# What the task requires:
Everything from the line that contains "of the hillside" through the last line of the listing must be copied exactly, with both of those lines included and no others.

# Data for this task:
■ ■ ■ ■ ■ ■ ■

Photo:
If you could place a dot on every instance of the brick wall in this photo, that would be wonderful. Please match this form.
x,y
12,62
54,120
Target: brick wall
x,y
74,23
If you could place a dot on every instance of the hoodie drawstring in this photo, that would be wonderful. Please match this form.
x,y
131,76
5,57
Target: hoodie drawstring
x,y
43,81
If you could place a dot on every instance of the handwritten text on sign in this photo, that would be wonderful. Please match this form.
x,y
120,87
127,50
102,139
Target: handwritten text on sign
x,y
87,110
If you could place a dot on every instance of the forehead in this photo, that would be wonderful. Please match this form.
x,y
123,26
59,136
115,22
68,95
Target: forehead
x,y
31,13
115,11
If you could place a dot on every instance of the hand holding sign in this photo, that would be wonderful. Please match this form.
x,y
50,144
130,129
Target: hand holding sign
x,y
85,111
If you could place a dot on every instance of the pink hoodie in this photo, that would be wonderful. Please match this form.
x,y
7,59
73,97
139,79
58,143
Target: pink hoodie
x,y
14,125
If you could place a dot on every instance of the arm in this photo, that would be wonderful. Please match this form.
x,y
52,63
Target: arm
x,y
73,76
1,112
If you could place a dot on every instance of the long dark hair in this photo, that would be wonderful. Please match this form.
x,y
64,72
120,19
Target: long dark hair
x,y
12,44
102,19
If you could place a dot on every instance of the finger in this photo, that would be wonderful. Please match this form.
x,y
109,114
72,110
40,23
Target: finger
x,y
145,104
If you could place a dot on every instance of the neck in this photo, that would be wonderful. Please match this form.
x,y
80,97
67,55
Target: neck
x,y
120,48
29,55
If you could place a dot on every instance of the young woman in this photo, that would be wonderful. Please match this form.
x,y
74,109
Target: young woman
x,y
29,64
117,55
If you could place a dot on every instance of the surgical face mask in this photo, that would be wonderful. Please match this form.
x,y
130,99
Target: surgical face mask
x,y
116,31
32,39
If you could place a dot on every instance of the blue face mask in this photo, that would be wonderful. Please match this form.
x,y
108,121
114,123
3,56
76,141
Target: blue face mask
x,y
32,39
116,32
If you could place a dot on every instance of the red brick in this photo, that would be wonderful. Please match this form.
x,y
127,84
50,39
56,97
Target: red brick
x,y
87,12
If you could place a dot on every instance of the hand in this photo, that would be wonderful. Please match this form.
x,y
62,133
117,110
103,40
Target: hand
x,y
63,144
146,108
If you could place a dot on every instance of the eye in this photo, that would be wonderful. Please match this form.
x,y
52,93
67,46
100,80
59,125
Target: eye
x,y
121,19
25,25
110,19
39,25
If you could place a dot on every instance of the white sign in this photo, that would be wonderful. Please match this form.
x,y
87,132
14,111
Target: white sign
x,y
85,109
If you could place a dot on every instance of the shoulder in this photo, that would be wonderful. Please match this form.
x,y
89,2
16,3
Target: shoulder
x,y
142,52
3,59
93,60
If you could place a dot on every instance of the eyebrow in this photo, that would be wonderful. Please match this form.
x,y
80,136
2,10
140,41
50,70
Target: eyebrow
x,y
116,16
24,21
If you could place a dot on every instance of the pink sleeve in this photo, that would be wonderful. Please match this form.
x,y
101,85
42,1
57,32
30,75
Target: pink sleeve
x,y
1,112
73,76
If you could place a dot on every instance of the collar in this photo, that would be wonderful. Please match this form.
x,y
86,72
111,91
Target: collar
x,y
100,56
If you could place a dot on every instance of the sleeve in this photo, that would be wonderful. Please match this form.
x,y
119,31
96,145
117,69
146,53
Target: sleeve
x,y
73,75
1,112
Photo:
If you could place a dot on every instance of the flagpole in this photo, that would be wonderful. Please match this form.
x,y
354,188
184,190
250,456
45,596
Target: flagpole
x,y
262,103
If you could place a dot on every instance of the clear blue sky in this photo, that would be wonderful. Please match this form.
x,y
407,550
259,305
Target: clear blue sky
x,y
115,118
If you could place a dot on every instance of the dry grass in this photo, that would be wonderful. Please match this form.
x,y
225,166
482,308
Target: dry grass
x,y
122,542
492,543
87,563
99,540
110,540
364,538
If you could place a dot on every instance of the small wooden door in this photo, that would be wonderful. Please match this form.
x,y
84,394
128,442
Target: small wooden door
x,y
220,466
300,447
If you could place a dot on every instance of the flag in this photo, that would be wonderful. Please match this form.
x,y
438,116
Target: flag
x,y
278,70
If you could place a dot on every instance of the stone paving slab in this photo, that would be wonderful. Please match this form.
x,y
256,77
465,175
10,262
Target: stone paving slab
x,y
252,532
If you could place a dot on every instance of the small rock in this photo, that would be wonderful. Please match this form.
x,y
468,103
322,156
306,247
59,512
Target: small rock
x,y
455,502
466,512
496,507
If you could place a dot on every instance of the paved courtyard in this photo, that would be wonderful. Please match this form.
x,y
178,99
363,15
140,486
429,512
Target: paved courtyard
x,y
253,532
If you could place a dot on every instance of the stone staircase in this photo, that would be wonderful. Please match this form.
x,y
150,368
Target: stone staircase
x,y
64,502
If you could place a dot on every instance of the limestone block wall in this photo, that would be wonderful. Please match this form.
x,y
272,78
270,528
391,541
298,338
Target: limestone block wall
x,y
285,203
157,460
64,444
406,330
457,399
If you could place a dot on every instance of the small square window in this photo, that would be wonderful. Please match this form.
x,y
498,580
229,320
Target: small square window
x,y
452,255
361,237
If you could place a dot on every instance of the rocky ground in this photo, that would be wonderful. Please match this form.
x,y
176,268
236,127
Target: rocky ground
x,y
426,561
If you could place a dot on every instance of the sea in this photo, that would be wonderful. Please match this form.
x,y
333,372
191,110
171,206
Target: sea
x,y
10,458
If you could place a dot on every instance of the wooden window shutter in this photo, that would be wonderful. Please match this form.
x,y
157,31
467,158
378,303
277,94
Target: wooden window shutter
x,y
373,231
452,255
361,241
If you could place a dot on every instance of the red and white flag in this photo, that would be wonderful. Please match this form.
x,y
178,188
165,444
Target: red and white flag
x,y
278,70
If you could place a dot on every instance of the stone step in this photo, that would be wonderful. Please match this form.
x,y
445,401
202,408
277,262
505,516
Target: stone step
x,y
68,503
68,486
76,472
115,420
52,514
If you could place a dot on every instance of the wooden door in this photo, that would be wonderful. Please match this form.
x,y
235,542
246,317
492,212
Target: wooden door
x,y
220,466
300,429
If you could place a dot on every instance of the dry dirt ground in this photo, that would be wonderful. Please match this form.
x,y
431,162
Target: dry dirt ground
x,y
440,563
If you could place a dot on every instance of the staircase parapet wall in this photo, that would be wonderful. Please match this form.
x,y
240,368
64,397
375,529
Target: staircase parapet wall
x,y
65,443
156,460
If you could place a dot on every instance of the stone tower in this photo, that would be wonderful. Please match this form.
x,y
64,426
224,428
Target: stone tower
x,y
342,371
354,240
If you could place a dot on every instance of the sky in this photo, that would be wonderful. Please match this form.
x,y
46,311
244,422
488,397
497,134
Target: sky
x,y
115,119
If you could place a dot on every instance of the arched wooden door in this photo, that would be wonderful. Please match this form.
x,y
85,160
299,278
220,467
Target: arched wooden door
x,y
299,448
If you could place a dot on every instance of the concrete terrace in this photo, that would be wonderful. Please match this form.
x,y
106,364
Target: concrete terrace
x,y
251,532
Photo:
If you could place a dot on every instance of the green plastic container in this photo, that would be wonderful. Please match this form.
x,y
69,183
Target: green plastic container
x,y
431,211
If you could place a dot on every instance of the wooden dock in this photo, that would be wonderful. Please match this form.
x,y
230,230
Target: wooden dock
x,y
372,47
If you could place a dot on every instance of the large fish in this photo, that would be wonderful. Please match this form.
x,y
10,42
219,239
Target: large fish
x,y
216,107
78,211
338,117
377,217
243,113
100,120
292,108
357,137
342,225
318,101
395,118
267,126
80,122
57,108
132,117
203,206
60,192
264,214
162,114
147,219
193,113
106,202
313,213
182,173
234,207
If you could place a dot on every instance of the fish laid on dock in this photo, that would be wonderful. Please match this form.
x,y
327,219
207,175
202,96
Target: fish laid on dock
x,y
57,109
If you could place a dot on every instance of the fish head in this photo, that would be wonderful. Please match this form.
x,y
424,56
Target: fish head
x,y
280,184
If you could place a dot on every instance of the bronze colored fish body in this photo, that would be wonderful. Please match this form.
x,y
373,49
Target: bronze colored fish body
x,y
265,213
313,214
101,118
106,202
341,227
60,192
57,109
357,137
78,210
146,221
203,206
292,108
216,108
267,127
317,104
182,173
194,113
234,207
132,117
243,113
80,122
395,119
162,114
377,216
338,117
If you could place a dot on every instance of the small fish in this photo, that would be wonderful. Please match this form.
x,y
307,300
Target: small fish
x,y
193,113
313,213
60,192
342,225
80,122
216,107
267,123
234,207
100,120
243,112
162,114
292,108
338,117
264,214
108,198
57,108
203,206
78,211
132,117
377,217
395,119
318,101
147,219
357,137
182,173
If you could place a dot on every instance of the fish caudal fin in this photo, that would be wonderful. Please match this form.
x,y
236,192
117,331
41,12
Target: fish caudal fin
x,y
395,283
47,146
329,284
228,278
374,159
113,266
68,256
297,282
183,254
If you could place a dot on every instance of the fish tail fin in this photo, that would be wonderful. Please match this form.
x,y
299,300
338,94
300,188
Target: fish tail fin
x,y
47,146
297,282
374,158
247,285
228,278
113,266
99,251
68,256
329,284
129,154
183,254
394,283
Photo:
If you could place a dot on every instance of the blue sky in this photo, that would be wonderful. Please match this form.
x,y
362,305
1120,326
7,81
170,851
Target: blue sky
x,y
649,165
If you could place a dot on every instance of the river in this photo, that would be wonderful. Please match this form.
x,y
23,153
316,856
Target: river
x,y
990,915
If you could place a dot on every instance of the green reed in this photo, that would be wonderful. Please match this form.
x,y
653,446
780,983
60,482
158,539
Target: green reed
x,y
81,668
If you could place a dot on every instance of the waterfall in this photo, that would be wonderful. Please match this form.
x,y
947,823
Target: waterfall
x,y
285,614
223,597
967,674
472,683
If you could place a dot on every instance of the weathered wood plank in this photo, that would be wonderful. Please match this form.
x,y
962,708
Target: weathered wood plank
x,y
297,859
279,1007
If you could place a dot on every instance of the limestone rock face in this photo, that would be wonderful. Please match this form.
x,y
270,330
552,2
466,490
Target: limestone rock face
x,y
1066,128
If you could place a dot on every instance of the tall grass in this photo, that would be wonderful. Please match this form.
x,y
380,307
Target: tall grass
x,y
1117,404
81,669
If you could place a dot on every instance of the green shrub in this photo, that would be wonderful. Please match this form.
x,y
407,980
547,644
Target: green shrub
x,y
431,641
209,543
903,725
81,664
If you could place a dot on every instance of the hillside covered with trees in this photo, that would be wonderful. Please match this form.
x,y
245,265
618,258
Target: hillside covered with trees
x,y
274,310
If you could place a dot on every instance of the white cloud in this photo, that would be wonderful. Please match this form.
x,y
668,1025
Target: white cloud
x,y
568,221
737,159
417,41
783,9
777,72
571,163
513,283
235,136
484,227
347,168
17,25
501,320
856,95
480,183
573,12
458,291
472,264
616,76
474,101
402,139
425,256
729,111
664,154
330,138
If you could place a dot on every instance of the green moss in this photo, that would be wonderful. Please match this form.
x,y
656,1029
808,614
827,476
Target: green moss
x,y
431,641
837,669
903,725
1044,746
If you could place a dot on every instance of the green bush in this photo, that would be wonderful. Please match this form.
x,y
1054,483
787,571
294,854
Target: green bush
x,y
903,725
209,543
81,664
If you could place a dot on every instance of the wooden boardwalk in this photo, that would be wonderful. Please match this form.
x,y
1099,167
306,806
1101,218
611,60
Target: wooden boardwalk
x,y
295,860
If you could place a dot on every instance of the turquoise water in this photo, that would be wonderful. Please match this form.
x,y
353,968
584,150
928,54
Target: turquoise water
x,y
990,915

■ ■ ■ ■ ■ ■ ■

# Solution for this exercise:
If you could place a dot on every instance of the hillside covered with trees in this photo, that would be wonderful. Please match this form.
x,y
245,265
618,258
Target: hillside covered with trees
x,y
274,310
If you could place a dot on every instance of the white cloud in this photo, that would be wonderful. Please match this form.
x,y
668,1025
Target: white cloud
x,y
568,221
737,159
417,41
783,9
777,72
571,163
513,283
235,136
484,227
347,168
17,25
501,320
856,95
480,183
573,12
458,291
472,264
616,76
474,101
402,139
425,256
729,111
664,154
330,138
If you could place a dot on every instance of the green moss in this photo, that would be wonderful. Please match this form.
x,y
656,1029
808,614
827,476
Target: green moss
x,y
431,641
837,669
903,725
1044,746
If you could place a dot on every instance of the green bush in this photo, that would be wonderful. Please match this form.
x,y
1054,483
787,571
294,854
Target: green bush
x,y
903,725
209,543
81,664
If you could place a dot on every instance of the wooden boardwalk in this photo, that would be wonderful. Please match this form.
x,y
1099,167
306,806
1101,218
611,60
Target: wooden boardwalk
x,y
295,860
If you could place a dot on every instance of the turquoise water in this photo, that would be wonderful. Please match this form.
x,y
353,968
584,150
928,54
Target: turquoise water
x,y
990,915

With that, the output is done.